**Task to complete**
Reproduce the whole listing, keeping every character the same.

**Data supplied**
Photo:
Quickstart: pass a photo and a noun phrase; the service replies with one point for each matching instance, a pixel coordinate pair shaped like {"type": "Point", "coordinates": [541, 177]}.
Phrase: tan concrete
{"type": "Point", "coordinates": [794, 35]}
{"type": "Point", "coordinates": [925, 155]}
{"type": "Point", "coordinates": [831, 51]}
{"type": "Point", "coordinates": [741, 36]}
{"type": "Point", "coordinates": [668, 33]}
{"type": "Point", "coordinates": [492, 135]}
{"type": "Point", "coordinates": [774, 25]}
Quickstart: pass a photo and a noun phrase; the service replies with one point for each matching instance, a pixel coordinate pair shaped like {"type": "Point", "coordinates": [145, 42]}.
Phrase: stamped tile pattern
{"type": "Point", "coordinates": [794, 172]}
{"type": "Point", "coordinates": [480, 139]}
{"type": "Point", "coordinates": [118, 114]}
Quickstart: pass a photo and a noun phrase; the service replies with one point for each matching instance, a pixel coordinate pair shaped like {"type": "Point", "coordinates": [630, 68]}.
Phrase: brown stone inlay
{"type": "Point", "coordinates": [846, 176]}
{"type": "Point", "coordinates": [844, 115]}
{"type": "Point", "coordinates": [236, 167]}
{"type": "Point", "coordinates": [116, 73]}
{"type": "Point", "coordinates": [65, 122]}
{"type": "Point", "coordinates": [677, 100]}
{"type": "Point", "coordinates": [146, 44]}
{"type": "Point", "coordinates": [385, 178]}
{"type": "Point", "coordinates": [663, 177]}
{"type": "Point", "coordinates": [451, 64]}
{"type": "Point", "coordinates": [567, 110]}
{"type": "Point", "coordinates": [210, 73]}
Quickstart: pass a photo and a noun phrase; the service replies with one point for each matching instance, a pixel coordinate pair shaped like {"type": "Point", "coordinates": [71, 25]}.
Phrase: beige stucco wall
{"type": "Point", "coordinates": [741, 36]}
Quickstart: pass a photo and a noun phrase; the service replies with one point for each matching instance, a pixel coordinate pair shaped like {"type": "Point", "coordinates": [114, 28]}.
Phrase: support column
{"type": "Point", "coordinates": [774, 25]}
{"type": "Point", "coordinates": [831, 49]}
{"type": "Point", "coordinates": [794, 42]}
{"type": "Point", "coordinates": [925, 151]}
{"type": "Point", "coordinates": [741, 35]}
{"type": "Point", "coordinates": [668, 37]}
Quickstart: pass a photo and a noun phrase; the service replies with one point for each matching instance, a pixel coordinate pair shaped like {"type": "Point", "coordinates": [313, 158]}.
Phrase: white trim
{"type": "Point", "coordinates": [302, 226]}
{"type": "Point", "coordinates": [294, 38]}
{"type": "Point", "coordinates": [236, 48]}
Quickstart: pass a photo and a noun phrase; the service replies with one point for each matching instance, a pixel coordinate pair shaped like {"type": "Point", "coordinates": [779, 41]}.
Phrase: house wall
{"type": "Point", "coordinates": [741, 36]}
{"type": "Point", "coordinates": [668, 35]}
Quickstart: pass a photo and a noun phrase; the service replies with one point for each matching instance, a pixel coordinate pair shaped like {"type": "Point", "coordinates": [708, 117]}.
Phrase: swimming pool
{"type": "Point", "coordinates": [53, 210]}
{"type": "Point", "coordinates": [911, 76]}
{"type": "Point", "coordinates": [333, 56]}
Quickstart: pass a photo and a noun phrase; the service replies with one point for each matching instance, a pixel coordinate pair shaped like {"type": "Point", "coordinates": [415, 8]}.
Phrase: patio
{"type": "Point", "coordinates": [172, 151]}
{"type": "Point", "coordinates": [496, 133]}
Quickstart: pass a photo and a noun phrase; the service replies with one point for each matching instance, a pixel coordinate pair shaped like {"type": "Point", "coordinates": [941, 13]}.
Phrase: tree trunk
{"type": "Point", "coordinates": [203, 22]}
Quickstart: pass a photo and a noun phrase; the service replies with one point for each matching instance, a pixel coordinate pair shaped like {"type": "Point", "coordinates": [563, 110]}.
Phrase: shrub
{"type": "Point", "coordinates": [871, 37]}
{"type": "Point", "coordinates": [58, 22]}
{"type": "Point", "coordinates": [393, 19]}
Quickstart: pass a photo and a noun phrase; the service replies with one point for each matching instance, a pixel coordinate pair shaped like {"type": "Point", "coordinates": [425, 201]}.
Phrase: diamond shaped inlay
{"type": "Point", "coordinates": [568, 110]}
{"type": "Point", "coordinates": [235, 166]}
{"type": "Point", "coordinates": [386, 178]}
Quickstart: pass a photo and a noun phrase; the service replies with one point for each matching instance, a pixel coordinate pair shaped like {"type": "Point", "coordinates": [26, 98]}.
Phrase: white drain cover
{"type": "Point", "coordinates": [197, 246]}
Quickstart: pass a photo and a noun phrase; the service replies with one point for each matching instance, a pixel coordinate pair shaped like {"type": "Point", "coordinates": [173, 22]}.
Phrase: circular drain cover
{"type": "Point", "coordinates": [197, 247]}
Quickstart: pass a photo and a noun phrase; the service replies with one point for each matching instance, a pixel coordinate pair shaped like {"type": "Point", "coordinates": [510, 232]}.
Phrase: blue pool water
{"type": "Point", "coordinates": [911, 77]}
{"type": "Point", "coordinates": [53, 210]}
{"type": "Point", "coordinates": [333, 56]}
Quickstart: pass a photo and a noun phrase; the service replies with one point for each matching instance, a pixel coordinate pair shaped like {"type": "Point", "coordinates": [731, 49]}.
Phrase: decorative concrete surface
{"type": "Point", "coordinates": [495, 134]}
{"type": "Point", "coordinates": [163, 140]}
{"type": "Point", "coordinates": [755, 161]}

**Answer to this exercise**
Photo:
Quickstart: pass a photo and a noun phrase; the service replies with one point for each matching instance, a pixel coordinate pair shaped like {"type": "Point", "coordinates": [541, 177]}.
Phrase: tan concrete
{"type": "Point", "coordinates": [794, 35]}
{"type": "Point", "coordinates": [925, 155]}
{"type": "Point", "coordinates": [831, 51]}
{"type": "Point", "coordinates": [741, 36]}
{"type": "Point", "coordinates": [668, 33]}
{"type": "Point", "coordinates": [492, 135]}
{"type": "Point", "coordinates": [774, 25]}
Quickstart: pass a photo and a noun phrase; the service replies with one point for each matching instance, a pixel coordinate pair shaped like {"type": "Point", "coordinates": [145, 42]}.
Phrase: stamped tile pattern
{"type": "Point", "coordinates": [794, 172]}
{"type": "Point", "coordinates": [480, 139]}
{"type": "Point", "coordinates": [118, 114]}
Quickstart: pass a photo and a noun phrase; the service replies with one point for each matching instance, a pixel coordinate pair shaped like {"type": "Point", "coordinates": [630, 68]}.
Phrase: brown stone inlay
{"type": "Point", "coordinates": [846, 176]}
{"type": "Point", "coordinates": [844, 115]}
{"type": "Point", "coordinates": [236, 167]}
{"type": "Point", "coordinates": [116, 73]}
{"type": "Point", "coordinates": [65, 122]}
{"type": "Point", "coordinates": [677, 100]}
{"type": "Point", "coordinates": [146, 44]}
{"type": "Point", "coordinates": [385, 178]}
{"type": "Point", "coordinates": [663, 177]}
{"type": "Point", "coordinates": [451, 64]}
{"type": "Point", "coordinates": [567, 110]}
{"type": "Point", "coordinates": [210, 73]}
Quickstart: pass a photo and a noun phrase; the service replies with one point for each matching instance, a pixel coordinate pair shaped like {"type": "Point", "coordinates": [71, 25]}.
Phrase: beige stucco wall
{"type": "Point", "coordinates": [741, 36]}
Quickstart: pass a photo and a noun phrase; the service replies with one point for each matching instance, a pixel coordinate pair shaped like {"type": "Point", "coordinates": [114, 28]}.
Phrase: support column
{"type": "Point", "coordinates": [774, 25]}
{"type": "Point", "coordinates": [831, 49]}
{"type": "Point", "coordinates": [794, 42]}
{"type": "Point", "coordinates": [925, 151]}
{"type": "Point", "coordinates": [741, 35]}
{"type": "Point", "coordinates": [668, 37]}
Quickstart: pass a photo and a noun phrase; the service replies with one point for each matching instance, a pixel coordinate pair shaped like {"type": "Point", "coordinates": [313, 158]}.
Phrase: white trim
{"type": "Point", "coordinates": [302, 226]}
{"type": "Point", "coordinates": [294, 38]}
{"type": "Point", "coordinates": [236, 48]}
Quickstart: pass a photo and a noun phrase; the service replies with one point for each matching instance, a pixel coordinate pair shaped like {"type": "Point", "coordinates": [779, 41]}.
Phrase: house wall
{"type": "Point", "coordinates": [741, 36]}
{"type": "Point", "coordinates": [668, 35]}
Quickstart: pass a photo and a noun phrase; the service replies with one point for each matching instance, a pixel coordinate pair shaped like {"type": "Point", "coordinates": [708, 117]}.
Phrase: swimming pool
{"type": "Point", "coordinates": [53, 210]}
{"type": "Point", "coordinates": [911, 76]}
{"type": "Point", "coordinates": [333, 56]}
Quickstart: pass a photo and a noun phrase; the service replies with one point for each matching instance, a pixel coordinate pair shaped like {"type": "Point", "coordinates": [415, 8]}.
Phrase: patio
{"type": "Point", "coordinates": [172, 151]}
{"type": "Point", "coordinates": [496, 133]}
Quickstart: pass a photo and a noun phrase; the service replies with one point for each matching instance, a pixel coordinate pair shaped like {"type": "Point", "coordinates": [941, 13]}.
Phrase: tree trunk
{"type": "Point", "coordinates": [203, 22]}
Quickstart: pass a photo and a noun phrase; the service replies with one point for each matching instance, a pixel coordinate pair shaped like {"type": "Point", "coordinates": [563, 110]}.
Phrase: shrub
{"type": "Point", "coordinates": [871, 37]}
{"type": "Point", "coordinates": [58, 22]}
{"type": "Point", "coordinates": [393, 19]}
Quickstart: pass a photo and a noun phrase; the service replies with one point for each matching instance, a pixel coordinate pair shaped like {"type": "Point", "coordinates": [425, 201]}.
Phrase: diamond shaped inlay
{"type": "Point", "coordinates": [568, 110]}
{"type": "Point", "coordinates": [235, 166]}
{"type": "Point", "coordinates": [386, 178]}
Quickstart: pass a photo and a noun phrase; the service replies with one point for each matching instance, a pixel coordinate pair shaped like {"type": "Point", "coordinates": [26, 98]}.
Phrase: white drain cover
{"type": "Point", "coordinates": [197, 246]}
Quickstart: pass a photo and a noun phrase; the service replies with one point for each matching instance, a pixel coordinate pair shaped like {"type": "Point", "coordinates": [173, 22]}.
Phrase: circular drain cover
{"type": "Point", "coordinates": [197, 247]}
Quickstart: pass a photo and a noun phrase; the service replies with one point for each matching instance, a pixel coordinate pair shaped like {"type": "Point", "coordinates": [510, 232]}.
Phrase: blue pool water
{"type": "Point", "coordinates": [911, 77]}
{"type": "Point", "coordinates": [53, 210]}
{"type": "Point", "coordinates": [333, 56]}
Quickstart: pass a photo and a noun phrase; the service replies with one point for each matching instance, a pixel coordinate pair shaped like {"type": "Point", "coordinates": [731, 49]}.
Phrase: decorative concrete surface
{"type": "Point", "coordinates": [495, 134]}
{"type": "Point", "coordinates": [163, 140]}
{"type": "Point", "coordinates": [755, 161]}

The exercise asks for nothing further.